Problem to solve =>
Which lines in the listing below contain the word "pink", with case counting? Find and copy each of them in full.

Raw records =>
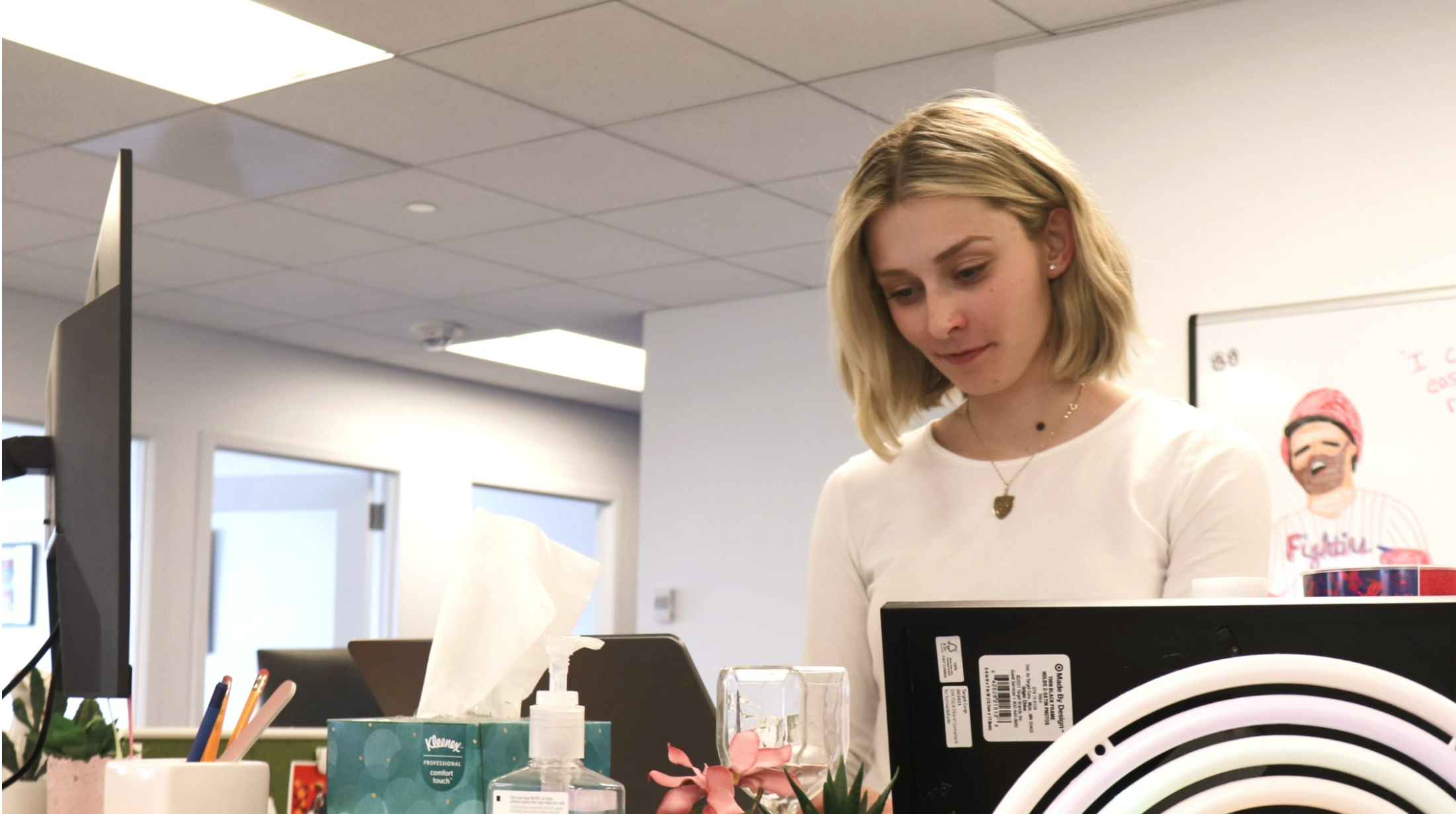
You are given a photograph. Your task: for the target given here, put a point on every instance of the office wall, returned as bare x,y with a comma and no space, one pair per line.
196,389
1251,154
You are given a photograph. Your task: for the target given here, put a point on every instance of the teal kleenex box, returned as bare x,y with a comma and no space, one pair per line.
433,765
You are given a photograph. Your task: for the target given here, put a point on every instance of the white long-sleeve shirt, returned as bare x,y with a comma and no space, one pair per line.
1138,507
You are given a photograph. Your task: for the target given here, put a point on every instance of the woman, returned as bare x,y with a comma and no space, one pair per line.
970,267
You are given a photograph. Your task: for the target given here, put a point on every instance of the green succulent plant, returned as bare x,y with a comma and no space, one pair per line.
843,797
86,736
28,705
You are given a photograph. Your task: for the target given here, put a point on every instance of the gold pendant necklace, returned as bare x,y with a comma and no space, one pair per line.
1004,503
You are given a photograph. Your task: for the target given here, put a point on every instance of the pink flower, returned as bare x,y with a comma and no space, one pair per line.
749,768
* * *
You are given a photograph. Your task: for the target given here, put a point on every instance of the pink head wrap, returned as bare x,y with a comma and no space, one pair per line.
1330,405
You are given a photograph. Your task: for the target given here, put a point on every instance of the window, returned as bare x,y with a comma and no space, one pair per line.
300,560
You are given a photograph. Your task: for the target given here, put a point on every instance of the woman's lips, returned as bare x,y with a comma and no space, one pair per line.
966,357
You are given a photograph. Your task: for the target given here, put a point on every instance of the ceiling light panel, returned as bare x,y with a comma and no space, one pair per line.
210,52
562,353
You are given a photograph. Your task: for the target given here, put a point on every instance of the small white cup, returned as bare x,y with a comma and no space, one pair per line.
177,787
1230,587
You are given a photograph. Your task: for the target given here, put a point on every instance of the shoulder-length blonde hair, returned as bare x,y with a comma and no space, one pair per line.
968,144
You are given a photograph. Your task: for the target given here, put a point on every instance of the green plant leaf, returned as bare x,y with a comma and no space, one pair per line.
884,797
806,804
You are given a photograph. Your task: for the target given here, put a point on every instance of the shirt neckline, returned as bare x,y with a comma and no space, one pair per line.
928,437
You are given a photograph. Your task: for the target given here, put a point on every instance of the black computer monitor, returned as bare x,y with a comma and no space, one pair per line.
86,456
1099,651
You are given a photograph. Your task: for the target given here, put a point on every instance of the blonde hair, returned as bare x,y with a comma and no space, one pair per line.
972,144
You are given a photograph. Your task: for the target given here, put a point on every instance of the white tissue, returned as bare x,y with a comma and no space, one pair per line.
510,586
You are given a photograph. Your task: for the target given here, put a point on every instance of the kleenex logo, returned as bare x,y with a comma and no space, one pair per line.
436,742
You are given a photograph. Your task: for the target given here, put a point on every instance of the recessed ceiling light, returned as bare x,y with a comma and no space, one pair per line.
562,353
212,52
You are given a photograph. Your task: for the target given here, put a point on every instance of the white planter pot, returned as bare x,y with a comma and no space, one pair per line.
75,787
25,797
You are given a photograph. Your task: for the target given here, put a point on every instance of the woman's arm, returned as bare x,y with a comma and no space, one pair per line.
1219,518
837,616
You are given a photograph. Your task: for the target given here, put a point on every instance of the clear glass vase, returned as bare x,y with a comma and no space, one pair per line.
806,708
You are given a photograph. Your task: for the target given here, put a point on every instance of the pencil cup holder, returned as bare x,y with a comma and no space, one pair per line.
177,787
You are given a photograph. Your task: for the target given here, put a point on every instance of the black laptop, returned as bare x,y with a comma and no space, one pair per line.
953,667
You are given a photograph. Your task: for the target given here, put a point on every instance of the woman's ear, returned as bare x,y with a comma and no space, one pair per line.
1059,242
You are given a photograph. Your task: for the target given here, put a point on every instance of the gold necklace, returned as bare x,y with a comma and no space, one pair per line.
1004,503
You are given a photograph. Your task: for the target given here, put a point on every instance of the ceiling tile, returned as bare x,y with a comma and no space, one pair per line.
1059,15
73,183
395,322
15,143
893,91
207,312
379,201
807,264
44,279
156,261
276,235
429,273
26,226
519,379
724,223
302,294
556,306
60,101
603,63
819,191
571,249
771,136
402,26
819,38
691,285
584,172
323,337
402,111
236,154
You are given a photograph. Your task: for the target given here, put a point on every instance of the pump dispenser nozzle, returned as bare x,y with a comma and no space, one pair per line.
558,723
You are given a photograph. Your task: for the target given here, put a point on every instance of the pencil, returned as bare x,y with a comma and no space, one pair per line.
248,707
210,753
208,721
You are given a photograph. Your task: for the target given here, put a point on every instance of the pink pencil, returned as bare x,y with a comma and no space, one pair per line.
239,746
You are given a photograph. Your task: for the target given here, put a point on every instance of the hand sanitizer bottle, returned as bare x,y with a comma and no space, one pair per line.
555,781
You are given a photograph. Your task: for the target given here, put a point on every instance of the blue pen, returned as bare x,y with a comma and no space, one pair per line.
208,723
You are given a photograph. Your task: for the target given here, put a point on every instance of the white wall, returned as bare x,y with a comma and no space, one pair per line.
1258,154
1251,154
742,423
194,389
--
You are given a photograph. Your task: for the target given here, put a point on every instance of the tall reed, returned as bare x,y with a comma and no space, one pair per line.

Result of the task =>
You are given a photograph. Your task: for the target given here, put a point on every instance of the pink flower, returned as bare x,y with a comma and no space, one pair per line.
You are given a photograph. Your task: for the target given here, put a point on every instance of the pink head wrap, returned as bare x,y with a comma and no space, one pair per line.
You are given a photograph. Your task: for the target given here, put a point on every instance of the pink pencil, returned as bare x,y with a comma and no space, one pair per line.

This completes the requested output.